■ **MATERIALS PROVIDED**
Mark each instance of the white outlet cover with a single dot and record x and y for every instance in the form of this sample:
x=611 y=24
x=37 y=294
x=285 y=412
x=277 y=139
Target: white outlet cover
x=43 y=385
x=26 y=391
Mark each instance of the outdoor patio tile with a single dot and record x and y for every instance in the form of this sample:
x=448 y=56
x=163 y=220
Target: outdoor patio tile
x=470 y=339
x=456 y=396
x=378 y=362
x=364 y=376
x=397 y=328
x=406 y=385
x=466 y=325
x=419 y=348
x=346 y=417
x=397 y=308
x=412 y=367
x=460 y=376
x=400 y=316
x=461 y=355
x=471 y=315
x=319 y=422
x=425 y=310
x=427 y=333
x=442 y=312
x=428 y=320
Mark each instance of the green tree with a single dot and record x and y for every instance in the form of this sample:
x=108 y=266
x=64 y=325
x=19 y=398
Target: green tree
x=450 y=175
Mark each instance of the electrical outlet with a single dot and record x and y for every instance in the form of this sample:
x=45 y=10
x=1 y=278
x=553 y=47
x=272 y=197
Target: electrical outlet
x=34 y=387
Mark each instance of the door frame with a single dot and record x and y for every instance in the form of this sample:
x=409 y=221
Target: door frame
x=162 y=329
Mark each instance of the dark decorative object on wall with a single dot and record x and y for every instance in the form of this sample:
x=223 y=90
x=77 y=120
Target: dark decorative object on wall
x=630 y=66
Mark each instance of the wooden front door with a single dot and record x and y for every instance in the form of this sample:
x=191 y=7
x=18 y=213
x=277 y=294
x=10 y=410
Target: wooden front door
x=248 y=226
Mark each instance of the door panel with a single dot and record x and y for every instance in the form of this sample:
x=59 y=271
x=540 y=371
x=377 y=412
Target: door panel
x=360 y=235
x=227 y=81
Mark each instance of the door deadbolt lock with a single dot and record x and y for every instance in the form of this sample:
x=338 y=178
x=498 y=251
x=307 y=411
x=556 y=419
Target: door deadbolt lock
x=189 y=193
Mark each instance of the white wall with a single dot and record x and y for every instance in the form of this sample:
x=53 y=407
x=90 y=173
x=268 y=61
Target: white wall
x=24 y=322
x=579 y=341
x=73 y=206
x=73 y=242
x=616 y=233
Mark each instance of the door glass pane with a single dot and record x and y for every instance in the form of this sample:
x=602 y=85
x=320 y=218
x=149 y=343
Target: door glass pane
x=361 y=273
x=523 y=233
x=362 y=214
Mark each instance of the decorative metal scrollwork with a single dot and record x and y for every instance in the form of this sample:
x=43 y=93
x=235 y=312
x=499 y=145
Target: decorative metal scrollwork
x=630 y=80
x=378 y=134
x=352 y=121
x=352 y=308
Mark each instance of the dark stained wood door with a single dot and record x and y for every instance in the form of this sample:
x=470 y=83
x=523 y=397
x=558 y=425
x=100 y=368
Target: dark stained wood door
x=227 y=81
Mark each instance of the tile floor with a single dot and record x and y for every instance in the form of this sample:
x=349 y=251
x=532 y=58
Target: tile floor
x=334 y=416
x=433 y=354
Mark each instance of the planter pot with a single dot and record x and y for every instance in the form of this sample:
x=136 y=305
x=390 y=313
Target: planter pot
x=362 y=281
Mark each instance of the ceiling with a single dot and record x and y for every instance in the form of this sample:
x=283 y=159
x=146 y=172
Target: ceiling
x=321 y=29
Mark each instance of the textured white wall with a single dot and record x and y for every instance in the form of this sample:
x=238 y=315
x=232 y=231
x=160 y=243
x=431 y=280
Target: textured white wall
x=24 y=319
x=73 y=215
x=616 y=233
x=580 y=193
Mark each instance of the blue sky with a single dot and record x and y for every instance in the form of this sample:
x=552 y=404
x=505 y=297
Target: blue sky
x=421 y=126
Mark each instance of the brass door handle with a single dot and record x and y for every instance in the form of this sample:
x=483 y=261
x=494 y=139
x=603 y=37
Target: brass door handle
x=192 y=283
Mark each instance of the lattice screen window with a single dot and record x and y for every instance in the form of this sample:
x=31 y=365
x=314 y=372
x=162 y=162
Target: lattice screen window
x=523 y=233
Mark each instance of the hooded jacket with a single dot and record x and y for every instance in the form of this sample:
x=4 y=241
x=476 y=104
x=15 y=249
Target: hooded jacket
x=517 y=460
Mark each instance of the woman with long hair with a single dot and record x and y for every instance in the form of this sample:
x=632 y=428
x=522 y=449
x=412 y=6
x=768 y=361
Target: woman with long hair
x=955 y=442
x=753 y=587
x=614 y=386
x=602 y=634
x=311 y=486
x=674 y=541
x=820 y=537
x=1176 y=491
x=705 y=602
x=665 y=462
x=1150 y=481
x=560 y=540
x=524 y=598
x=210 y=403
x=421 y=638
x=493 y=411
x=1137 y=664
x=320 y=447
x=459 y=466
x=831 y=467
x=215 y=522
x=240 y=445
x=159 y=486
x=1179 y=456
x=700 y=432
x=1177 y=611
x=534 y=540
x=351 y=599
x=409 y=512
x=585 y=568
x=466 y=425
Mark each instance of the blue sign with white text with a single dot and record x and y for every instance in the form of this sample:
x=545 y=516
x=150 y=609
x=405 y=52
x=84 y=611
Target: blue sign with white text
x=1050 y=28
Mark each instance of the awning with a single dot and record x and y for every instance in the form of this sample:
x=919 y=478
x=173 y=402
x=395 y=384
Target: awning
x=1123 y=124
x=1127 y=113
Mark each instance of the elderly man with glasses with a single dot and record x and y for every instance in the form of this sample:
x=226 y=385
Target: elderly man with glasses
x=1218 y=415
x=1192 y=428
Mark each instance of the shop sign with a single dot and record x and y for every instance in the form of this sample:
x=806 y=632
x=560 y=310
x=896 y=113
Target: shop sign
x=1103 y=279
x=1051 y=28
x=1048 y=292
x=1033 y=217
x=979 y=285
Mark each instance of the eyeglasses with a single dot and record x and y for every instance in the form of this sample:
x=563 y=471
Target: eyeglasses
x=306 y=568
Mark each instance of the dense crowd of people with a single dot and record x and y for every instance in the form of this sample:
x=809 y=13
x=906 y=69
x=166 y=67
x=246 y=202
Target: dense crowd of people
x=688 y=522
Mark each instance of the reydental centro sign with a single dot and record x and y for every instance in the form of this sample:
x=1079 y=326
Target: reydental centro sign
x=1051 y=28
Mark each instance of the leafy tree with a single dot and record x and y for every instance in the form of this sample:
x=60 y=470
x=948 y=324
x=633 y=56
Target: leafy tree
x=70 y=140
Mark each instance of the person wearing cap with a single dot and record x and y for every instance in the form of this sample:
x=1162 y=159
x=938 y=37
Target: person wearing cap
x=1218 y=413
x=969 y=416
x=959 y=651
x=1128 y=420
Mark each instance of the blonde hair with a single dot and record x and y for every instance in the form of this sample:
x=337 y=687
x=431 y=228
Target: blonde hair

■ **INSTRUCTIONS FOR THE TASK**
Your task is to output the full set of records exactly as presented.

■ **TASK RESPONSE**
Mark each instance of the white outlet cover with a single dot and record x and y for every instance in the form of this sample:
x=611 y=24
x=37 y=294
x=285 y=412
x=277 y=139
Target: white outlet cover
x=43 y=385
x=26 y=391
Mark each instance of the outdoor patio tile with a single dot and record x and y for every instance in the form of this sample:
x=448 y=56
x=163 y=220
Target: outdoor patio tile
x=470 y=339
x=456 y=396
x=378 y=362
x=364 y=376
x=397 y=328
x=406 y=385
x=466 y=325
x=419 y=348
x=346 y=417
x=397 y=308
x=412 y=367
x=460 y=376
x=400 y=316
x=461 y=355
x=471 y=315
x=319 y=422
x=425 y=310
x=427 y=333
x=442 y=312
x=428 y=320
Mark each instance of the green tree with a single dot and record x and y for every instance in the form of this sample:
x=108 y=266
x=64 y=325
x=19 y=398
Target: green tree
x=450 y=175
Mark each instance of the electrical outlet with a single dot and record x and y for every instance in the form of this sample:
x=45 y=10
x=1 y=278
x=553 y=47
x=272 y=197
Target: electrical outlet
x=34 y=387
Mark each instance of the door frame with a single dot and record x and y for every instance in the form of this sample:
x=409 y=221
Target: door frame
x=162 y=329
Mark each instance of the dark decorative object on wall with a single dot and record x and y for every instance in the form of this sample:
x=223 y=90
x=77 y=120
Target: dark decorative object on wall
x=630 y=66
Mark each instance of the wooden front door with a single dot and record x and y for every instance in the form of this sample:
x=191 y=7
x=18 y=213
x=277 y=294
x=10 y=410
Target: wooden front door
x=248 y=226
Mark each instance of the door panel with a single dot and record x and y for every instance in the form of this sample:
x=59 y=271
x=540 y=371
x=377 y=412
Target: door panel
x=360 y=235
x=227 y=81
Mark each instance of the door deadbolt lock with a single dot and record x and y for every instance in the form of this sample:
x=338 y=178
x=498 y=251
x=307 y=411
x=556 y=419
Target: door deadbolt lock
x=189 y=193
Mark each instance of the white wall with a single dot and record x and y for every instance in the form of this sample:
x=53 y=407
x=90 y=173
x=268 y=61
Target: white wall
x=24 y=322
x=579 y=341
x=73 y=206
x=73 y=242
x=616 y=233
Mark each instance of the door glass pane with a single dot and record x and y for every instance in the form of this sample:
x=602 y=85
x=320 y=218
x=149 y=343
Target: door glass pane
x=361 y=273
x=523 y=233
x=362 y=214
Mark each instance of the decorative metal scrollwork with a single dot and record x and y for every instance in the form of this sample:
x=43 y=93
x=235 y=312
x=499 y=145
Target: decorative metal scrollwork
x=630 y=80
x=378 y=134
x=352 y=121
x=352 y=308
Mark each instance of the dark stained wood door with a single dot and record x and y for every instance in the form of this sample:
x=470 y=83
x=523 y=397
x=558 y=425
x=100 y=368
Target: dark stained wood door
x=227 y=81
Mark each instance of the tile floor with a single dot and record x and y for every instance in the form of this sample:
x=349 y=251
x=532 y=58
Target: tile floor
x=334 y=416
x=433 y=354
Mark each instance of the planter pot with a single dot and record x and y for every instance in the form of this sample:
x=136 y=305
x=390 y=313
Target: planter pot
x=362 y=281
Mark each instance of the ceiling with a single dot and record x and y for every instance in the form of this sample:
x=283 y=159
x=146 y=172
Target: ceiling
x=321 y=29
Mark each instance of the textured white wall with a single dot and record x and y for every instance in the form of this sample:
x=238 y=315
x=232 y=231
x=160 y=243
x=431 y=280
Target: textured white wall
x=24 y=319
x=73 y=215
x=616 y=233
x=580 y=193
Mark each instance of the blue sky with a single dot and record x and y for every instance in the form of this sample:
x=552 y=404
x=505 y=297
Target: blue sky
x=421 y=126
Mark each instance of the brass door handle with a single dot and record x and y for every instance in the form of this sample:
x=483 y=261
x=494 y=139
x=603 y=37
Target: brass door handle
x=192 y=283
Mark each instance of the lattice screen window with a single dot and record x and y for every instance in the form of this sample:
x=31 y=365
x=314 y=372
x=162 y=162
Target: lattice screen window
x=523 y=233
Mark each instance of the hooded jacket with a single dot and record x and y for every instance in the form of this sample:
x=4 y=241
x=476 y=104
x=15 y=249
Target: hooded jacket
x=517 y=460
Mark each instance of the woman with long hair with a single dot and record x and y for every instance in the form of this sample:
x=632 y=428
x=522 y=449
x=412 y=6
x=768 y=361
Target: woman with long hair
x=955 y=442
x=753 y=587
x=614 y=386
x=602 y=634
x=311 y=486
x=674 y=541
x=820 y=537
x=1176 y=491
x=705 y=602
x=665 y=462
x=1150 y=481
x=560 y=540
x=524 y=598
x=210 y=403
x=421 y=638
x=493 y=411
x=1137 y=664
x=320 y=447
x=459 y=466
x=831 y=467
x=215 y=522
x=240 y=445
x=159 y=486
x=1179 y=456
x=700 y=432
x=1177 y=611
x=534 y=540
x=351 y=599
x=409 y=512
x=585 y=568
x=466 y=425
Mark each instance of the blue sign with white text with a single dot and record x and y for every instance in the form of this sample:
x=545 y=516
x=150 y=609
x=405 y=52
x=84 y=611
Target: blue sign with white text
x=1050 y=28
Mark each instance of the awning with a single dot and record x and y for every instance in the form of this sample:
x=919 y=478
x=173 y=402
x=395 y=384
Target: awning
x=1123 y=124
x=1127 y=113
Mark each instance of the elderly man with glasses with a single dot and record x and y for every instance in the form of this sample:
x=226 y=385
Target: elderly man with glasses
x=1218 y=415
x=1192 y=428
Mark each instance of the shop sign with a single dot and record x and y for every instance in the form of this sample:
x=806 y=632
x=560 y=310
x=896 y=113
Target: shop sign
x=1103 y=279
x=1051 y=28
x=1048 y=292
x=1033 y=217
x=979 y=285
Mark each instance of the eyeglasses with a single dot and record x and y for every instance in the form of this sample:
x=563 y=471
Target: eyeglasses
x=306 y=568
Mark each instance of the dense crowd of people with a single dot and record x and y for every instance in the form of this sample:
x=809 y=13
x=906 y=69
x=166 y=67
x=246 y=202
Target: dense crowd of people
x=688 y=522
Mark each instance of the reydental centro sign with a single dot and record x and y for every instance in the form of this sample:
x=1079 y=326
Target: reydental centro sign
x=1051 y=28
Mark each instance of the leafy tree with a single dot and record x and y for every instance in the form of this sample:
x=60 y=470
x=948 y=324
x=633 y=56
Target: leafy tree
x=70 y=140
Mark each instance of the person wearing cap with a single dot and record x and y for every instance in the form of this sample:
x=1162 y=159
x=938 y=37
Target: person wearing cap
x=1218 y=413
x=969 y=416
x=959 y=651
x=1128 y=420
Mark each instance of the blonde hair with a single dot and record x and y for every instance in the form of this sample:
x=337 y=687
x=431 y=228
Target: blonde hair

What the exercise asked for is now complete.